■ EXERCISE INSTRUCTIONS ■
The entries below contain pictures. Write out only the lines from the line with "beige background -> masks, each instance" up to and including the line with "blue sky -> masks, each instance", exactly, without them.

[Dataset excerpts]
——

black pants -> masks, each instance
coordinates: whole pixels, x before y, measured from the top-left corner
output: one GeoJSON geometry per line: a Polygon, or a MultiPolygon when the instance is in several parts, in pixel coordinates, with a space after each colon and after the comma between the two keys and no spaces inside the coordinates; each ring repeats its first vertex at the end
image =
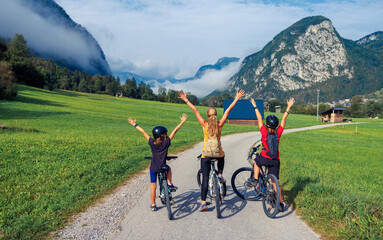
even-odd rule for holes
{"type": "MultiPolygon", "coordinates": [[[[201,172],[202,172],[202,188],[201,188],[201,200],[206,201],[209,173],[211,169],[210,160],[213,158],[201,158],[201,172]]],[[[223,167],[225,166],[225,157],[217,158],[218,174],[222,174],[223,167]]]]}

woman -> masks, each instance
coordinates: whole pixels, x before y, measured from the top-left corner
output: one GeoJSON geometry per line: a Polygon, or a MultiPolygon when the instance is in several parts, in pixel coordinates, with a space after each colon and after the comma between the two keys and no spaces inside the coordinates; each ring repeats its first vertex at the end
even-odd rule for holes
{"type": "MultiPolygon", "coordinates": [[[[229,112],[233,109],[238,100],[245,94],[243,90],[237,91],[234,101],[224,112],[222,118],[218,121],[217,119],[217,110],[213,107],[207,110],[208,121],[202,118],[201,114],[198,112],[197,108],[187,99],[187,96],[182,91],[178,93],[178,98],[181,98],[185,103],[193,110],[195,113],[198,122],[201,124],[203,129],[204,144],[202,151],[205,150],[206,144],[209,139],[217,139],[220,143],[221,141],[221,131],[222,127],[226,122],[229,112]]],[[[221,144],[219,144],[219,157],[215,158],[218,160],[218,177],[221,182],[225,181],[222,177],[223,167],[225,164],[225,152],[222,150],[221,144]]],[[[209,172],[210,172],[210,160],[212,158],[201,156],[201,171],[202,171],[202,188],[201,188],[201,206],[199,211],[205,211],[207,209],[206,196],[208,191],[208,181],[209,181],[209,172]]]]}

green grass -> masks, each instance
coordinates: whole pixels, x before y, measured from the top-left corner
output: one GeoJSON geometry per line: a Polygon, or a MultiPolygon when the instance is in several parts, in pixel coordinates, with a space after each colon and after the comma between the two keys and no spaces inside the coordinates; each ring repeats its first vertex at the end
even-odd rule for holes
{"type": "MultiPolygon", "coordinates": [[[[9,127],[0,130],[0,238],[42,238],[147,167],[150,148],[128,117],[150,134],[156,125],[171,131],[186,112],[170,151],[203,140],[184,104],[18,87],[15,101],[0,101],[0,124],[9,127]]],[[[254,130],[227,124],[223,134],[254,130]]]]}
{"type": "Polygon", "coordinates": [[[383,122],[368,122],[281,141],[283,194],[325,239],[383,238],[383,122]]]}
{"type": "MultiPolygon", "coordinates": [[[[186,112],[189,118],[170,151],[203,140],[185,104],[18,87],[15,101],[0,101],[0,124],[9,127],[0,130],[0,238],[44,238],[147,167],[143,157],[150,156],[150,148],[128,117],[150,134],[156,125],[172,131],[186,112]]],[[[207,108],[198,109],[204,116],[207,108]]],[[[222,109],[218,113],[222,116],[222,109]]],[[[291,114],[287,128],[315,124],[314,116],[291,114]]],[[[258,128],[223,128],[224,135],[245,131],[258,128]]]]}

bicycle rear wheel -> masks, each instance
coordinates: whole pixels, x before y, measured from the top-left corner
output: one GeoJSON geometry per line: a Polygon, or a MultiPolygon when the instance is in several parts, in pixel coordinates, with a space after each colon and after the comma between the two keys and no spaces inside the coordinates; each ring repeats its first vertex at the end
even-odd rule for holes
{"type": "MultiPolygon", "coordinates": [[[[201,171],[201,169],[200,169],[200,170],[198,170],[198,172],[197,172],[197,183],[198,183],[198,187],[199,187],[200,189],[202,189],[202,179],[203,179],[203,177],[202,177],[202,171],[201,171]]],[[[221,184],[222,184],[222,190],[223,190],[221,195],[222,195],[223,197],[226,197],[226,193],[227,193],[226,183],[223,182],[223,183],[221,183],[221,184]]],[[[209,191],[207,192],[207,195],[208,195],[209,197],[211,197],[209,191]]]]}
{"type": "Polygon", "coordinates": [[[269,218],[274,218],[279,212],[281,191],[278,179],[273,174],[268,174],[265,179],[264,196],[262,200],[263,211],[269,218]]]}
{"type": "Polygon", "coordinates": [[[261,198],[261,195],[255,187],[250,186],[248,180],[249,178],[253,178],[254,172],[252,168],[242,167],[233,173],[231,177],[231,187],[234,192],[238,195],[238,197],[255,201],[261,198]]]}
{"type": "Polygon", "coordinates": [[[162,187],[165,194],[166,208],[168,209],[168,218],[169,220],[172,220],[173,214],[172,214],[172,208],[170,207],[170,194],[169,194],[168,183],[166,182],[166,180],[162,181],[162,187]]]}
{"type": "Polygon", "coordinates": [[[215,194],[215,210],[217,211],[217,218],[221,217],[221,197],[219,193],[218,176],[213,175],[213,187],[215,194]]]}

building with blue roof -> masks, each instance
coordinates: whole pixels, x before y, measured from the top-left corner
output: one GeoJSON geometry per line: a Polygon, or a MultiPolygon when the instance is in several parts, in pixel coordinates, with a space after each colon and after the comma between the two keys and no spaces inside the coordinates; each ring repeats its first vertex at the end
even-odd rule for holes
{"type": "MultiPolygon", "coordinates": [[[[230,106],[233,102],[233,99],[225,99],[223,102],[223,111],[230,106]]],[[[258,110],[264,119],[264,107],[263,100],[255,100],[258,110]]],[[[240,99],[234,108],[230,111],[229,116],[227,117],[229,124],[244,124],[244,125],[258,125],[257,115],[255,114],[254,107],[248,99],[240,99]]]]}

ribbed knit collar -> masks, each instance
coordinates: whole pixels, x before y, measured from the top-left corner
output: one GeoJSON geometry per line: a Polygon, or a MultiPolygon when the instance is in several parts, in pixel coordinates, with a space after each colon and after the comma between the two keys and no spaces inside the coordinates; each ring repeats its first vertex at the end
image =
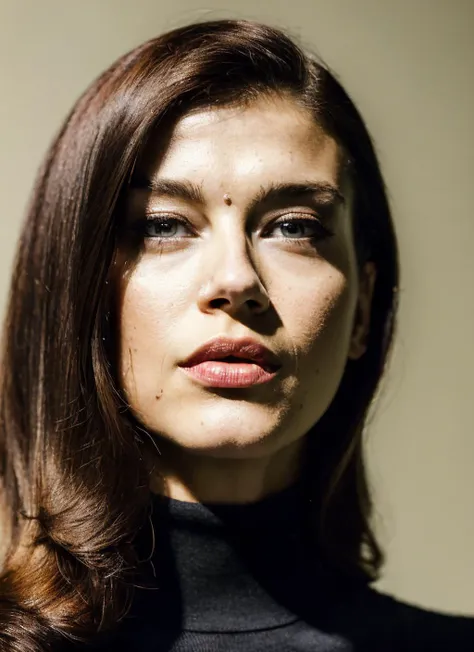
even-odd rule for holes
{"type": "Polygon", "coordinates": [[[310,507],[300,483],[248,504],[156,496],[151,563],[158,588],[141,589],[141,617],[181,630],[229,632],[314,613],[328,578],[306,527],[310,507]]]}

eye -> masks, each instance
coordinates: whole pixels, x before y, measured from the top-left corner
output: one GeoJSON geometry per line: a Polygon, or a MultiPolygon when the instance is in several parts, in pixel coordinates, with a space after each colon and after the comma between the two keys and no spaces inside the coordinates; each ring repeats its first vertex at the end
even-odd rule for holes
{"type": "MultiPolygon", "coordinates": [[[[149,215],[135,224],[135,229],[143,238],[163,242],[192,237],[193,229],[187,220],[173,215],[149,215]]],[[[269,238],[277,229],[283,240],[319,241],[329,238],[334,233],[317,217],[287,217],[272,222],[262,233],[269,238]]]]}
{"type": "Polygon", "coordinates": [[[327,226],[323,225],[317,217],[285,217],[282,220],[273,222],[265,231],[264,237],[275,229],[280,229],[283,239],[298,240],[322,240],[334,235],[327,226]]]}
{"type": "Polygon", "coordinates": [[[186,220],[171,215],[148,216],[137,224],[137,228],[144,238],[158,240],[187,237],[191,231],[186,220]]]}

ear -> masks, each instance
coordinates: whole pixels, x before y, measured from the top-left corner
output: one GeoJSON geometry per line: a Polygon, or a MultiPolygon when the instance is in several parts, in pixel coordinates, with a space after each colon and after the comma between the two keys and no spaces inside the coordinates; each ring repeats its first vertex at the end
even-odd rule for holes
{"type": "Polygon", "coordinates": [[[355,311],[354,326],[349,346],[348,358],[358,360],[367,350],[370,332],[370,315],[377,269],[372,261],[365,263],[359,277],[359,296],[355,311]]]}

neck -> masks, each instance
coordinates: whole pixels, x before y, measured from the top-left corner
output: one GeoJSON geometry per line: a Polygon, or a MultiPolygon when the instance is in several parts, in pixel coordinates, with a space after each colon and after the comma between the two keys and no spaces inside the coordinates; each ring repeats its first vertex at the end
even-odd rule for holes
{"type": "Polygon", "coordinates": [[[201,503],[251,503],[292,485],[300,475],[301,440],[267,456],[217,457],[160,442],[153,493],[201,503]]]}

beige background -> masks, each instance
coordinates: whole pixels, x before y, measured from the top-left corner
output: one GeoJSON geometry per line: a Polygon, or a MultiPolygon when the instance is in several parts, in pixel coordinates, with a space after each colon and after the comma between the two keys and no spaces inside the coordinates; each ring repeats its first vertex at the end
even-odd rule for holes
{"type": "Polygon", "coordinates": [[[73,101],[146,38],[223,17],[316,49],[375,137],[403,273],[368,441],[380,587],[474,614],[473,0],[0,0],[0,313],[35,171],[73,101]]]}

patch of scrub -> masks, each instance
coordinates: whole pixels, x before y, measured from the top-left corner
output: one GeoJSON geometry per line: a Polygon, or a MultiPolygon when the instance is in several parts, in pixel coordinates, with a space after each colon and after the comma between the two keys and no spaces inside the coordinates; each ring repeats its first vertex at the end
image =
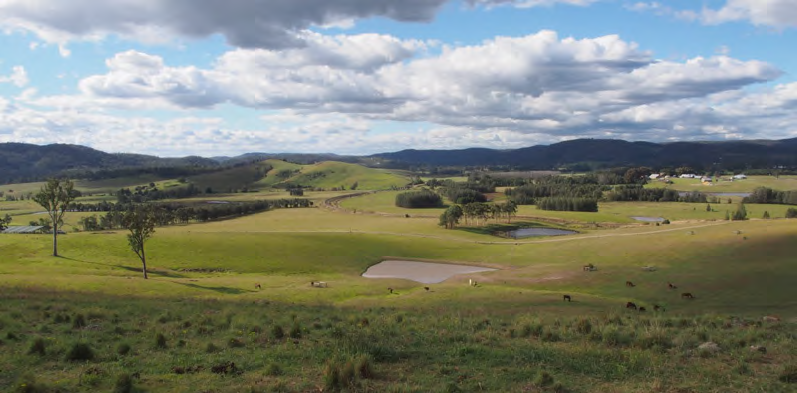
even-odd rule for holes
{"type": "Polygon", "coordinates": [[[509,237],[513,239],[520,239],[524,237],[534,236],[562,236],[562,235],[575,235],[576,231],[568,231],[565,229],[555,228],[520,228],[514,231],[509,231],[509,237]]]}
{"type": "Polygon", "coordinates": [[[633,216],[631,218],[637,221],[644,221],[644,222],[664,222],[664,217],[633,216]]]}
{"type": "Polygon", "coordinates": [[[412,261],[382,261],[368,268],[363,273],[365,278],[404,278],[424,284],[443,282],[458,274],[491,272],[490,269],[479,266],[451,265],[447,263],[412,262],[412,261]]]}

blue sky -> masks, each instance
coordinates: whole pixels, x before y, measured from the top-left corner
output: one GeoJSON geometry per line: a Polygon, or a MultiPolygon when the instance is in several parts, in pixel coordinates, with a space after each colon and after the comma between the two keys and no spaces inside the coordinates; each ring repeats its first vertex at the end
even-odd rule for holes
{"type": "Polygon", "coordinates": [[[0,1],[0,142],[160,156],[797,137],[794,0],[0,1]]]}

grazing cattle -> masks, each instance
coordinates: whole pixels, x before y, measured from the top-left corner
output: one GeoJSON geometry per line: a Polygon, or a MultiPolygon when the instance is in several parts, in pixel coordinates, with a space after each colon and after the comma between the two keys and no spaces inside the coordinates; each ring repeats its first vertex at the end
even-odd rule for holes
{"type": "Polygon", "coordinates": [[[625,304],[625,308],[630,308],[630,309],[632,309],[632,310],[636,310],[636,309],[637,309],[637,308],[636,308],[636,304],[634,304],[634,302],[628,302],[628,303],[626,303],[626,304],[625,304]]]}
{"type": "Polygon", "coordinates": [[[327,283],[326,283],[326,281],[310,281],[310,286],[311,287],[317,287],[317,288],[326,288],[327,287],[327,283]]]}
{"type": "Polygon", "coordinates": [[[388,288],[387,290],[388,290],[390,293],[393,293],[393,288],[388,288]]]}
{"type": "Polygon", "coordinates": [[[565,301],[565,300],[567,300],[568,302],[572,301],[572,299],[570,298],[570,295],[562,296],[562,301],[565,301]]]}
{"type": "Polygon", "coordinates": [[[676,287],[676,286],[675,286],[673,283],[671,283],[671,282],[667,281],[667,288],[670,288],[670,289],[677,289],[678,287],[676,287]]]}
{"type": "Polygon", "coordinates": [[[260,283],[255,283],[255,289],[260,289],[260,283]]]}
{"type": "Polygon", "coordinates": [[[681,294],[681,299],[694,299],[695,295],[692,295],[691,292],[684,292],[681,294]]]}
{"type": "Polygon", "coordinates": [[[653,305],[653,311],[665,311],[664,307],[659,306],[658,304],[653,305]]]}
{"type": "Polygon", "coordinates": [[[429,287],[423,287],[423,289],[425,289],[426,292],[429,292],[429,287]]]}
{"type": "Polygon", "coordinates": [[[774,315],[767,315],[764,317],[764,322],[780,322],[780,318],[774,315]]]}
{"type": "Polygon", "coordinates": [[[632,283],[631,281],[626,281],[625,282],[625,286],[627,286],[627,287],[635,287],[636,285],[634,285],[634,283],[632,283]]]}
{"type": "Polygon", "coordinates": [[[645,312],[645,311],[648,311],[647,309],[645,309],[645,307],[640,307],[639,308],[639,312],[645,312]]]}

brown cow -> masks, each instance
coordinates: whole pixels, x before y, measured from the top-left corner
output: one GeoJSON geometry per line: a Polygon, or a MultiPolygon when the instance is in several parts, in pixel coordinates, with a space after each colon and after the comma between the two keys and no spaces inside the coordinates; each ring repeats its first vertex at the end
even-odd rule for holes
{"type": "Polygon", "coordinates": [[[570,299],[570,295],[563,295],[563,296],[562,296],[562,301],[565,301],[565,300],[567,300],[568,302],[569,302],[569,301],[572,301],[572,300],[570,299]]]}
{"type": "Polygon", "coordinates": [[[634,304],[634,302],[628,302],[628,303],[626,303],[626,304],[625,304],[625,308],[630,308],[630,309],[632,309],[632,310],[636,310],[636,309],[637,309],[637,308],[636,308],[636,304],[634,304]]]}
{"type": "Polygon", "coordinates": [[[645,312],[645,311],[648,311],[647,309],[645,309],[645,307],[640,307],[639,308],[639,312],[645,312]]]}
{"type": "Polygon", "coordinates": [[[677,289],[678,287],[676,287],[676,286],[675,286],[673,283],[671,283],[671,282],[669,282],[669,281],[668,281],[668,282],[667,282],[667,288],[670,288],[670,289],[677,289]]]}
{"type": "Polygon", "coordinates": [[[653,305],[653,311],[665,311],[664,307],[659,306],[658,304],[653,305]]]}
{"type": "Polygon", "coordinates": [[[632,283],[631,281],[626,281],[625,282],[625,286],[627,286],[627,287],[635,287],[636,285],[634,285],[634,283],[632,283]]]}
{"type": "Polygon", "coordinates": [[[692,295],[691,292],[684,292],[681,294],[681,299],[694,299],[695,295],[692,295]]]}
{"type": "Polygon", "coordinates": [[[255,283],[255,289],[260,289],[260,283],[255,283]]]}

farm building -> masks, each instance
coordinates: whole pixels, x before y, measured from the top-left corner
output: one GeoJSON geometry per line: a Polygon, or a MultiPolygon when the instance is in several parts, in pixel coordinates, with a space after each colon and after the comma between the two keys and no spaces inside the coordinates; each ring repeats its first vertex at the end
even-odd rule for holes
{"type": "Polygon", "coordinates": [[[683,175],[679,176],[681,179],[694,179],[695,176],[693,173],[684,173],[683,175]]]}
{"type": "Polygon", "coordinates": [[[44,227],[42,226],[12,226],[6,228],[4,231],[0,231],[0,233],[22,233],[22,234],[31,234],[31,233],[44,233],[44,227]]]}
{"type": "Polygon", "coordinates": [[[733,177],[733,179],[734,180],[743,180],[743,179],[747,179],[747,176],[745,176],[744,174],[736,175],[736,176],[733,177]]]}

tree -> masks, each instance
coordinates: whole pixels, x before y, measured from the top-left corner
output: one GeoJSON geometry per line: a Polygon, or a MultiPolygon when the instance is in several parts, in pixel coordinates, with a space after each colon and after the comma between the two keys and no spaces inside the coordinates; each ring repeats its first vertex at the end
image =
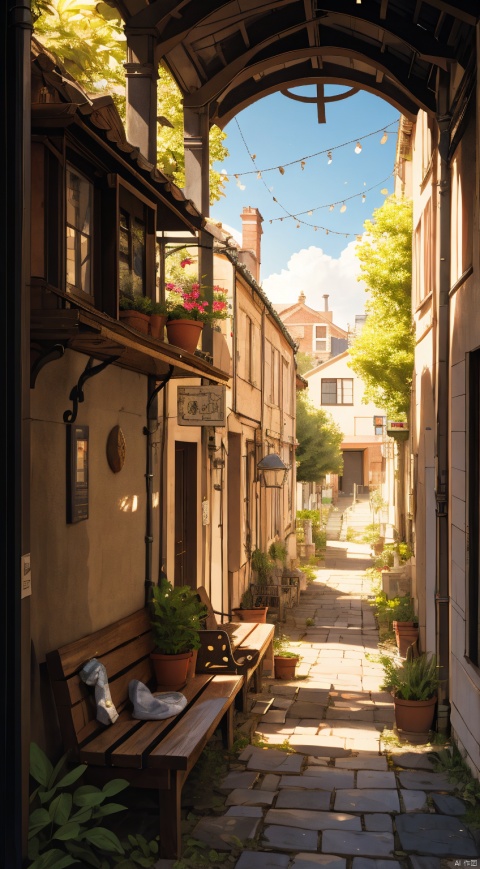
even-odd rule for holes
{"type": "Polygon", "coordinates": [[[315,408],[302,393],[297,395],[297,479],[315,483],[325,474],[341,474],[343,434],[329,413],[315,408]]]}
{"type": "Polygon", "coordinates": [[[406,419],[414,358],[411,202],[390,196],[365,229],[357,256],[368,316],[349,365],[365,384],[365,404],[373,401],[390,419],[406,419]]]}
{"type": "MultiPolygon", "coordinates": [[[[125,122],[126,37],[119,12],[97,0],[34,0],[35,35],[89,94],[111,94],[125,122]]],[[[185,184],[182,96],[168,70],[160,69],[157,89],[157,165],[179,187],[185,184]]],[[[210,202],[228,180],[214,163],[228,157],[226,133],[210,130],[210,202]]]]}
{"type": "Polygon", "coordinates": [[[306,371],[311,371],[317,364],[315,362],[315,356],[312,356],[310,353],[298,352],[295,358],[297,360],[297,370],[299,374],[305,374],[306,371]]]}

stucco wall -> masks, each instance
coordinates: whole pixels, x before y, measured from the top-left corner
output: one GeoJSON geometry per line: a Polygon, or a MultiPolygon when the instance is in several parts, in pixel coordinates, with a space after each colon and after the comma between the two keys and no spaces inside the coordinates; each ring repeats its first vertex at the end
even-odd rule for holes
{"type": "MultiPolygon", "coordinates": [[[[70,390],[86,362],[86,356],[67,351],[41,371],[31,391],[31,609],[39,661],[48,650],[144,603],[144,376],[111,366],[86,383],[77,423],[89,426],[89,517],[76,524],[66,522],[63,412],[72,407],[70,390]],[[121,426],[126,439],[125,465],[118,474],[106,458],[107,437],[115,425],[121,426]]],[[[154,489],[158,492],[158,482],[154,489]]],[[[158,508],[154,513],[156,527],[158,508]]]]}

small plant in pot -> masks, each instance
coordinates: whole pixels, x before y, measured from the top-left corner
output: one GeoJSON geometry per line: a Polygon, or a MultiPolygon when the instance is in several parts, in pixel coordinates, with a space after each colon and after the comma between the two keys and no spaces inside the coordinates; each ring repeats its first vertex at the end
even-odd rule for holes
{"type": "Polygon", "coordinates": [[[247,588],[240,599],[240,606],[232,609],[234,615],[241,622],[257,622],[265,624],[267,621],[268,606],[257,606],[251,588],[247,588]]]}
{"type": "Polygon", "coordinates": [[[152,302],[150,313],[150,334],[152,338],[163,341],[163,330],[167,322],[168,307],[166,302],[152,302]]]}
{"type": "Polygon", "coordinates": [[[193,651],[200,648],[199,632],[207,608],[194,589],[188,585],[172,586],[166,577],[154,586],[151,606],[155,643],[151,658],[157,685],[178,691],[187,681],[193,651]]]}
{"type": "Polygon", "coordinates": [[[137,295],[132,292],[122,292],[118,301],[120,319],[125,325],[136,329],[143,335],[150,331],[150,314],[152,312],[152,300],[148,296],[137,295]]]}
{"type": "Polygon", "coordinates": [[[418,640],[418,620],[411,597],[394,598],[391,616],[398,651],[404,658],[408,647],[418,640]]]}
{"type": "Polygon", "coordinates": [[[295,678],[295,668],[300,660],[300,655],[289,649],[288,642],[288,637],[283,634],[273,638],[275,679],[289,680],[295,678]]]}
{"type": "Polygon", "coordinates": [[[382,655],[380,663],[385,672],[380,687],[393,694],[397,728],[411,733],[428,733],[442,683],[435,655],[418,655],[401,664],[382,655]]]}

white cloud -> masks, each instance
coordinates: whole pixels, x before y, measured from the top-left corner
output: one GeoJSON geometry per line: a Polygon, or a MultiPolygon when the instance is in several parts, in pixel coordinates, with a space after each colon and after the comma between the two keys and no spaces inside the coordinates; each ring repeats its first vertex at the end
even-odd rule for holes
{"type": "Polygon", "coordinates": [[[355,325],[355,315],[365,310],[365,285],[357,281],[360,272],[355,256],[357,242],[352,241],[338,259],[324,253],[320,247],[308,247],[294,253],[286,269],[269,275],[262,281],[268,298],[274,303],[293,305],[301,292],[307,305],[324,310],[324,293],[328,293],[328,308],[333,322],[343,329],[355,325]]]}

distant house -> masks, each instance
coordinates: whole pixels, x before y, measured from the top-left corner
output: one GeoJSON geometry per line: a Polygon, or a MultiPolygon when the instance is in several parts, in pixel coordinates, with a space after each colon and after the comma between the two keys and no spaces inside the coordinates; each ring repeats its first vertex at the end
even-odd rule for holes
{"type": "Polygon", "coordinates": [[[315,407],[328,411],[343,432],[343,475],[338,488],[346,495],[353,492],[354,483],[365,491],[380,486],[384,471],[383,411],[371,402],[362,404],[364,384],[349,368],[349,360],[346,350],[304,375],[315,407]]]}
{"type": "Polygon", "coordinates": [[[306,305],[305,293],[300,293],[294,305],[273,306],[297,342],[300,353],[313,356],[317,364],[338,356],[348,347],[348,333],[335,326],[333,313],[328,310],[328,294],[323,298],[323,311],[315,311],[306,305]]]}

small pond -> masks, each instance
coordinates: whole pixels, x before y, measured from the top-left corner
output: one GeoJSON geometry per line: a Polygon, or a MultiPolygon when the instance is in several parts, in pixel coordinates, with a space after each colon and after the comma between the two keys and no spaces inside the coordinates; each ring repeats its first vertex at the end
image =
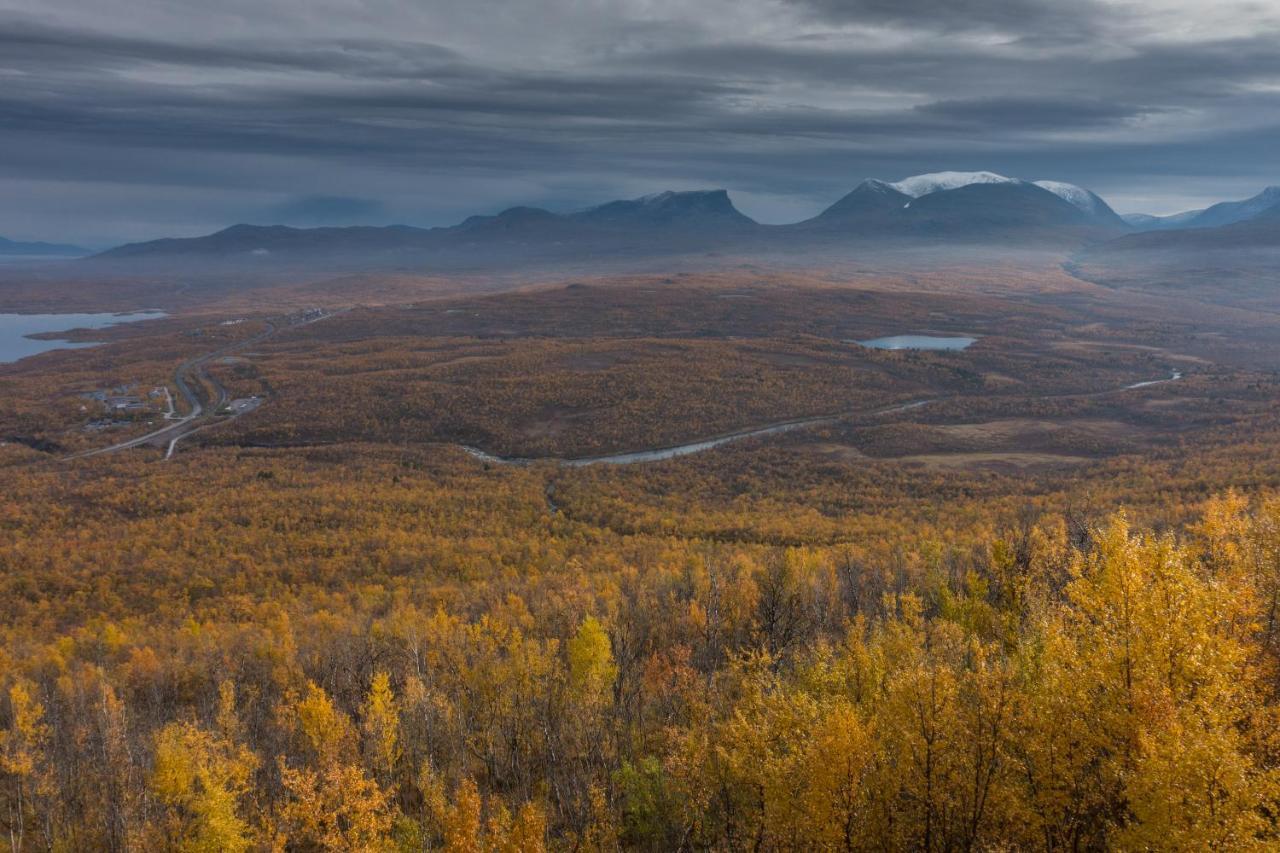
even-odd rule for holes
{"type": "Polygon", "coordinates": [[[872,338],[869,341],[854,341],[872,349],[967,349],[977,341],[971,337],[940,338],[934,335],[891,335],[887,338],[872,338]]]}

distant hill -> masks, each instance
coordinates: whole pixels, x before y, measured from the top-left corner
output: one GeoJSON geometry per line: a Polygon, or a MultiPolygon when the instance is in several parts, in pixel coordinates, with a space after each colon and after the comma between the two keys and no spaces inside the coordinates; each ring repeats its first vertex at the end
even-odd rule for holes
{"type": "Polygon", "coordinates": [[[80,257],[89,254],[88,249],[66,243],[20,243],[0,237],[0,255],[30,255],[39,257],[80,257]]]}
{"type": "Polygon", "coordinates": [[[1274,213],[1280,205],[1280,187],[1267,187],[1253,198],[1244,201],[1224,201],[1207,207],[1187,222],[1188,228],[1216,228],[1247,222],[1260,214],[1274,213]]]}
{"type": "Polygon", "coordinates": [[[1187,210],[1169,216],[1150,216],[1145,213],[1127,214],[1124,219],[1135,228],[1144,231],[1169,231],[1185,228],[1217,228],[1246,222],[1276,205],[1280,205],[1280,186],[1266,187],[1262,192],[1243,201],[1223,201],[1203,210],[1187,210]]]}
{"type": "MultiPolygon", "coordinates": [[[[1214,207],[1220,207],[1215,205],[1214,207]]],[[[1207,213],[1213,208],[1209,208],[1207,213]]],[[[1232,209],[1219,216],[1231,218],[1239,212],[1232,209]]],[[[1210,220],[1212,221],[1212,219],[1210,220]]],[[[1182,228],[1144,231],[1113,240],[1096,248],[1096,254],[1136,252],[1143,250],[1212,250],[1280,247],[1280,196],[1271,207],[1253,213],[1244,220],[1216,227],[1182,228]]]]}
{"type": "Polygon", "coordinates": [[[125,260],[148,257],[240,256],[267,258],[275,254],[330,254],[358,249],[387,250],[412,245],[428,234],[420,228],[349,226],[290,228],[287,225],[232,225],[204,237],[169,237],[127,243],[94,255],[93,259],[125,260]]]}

——

■ ANSWER SECTION ■
beige background -> masks, each instance
coordinates: whole pixels, x before y, measured from the top-left corner
output: one GeoJSON geometry per line: a Polygon, or a MultiPolygon when the instance is in several parts, in pixel coordinates, with a space after each colon and after the comma between the two keys and no spaces inside the coordinates; each ring repeats its first vertex at the end
even-odd rule for holes
{"type": "Polygon", "coordinates": [[[73,101],[146,38],[223,17],[316,49],[375,137],[403,273],[368,441],[380,587],[474,614],[473,0],[0,0],[0,313],[35,171],[73,101]]]}

patch of scrub -> masks, each instance
coordinates: whole pixels, x before y, measured from the top-left corner
output: one GeoJSON geometry per line: a Polygon, or a MultiPolygon when the instance is in several parts, in pixel coordinates, with a space after each colon and after the comma between the two keys and no spaces inside the coordinates; each ring repeats its first vertex at the end
image =
even-odd rule for holes
{"type": "Polygon", "coordinates": [[[509,237],[513,239],[520,239],[524,237],[534,236],[562,236],[562,235],[575,235],[576,231],[568,231],[565,229],[555,228],[520,228],[514,231],[509,231],[509,237]]]}
{"type": "Polygon", "coordinates": [[[633,216],[631,218],[637,221],[644,221],[644,222],[664,222],[664,217],[633,216]]]}
{"type": "Polygon", "coordinates": [[[412,261],[382,261],[368,268],[363,273],[365,278],[404,278],[424,284],[443,282],[458,274],[491,272],[490,269],[479,266],[451,265],[447,263],[412,262],[412,261]]]}

blue sky -> masks, each instance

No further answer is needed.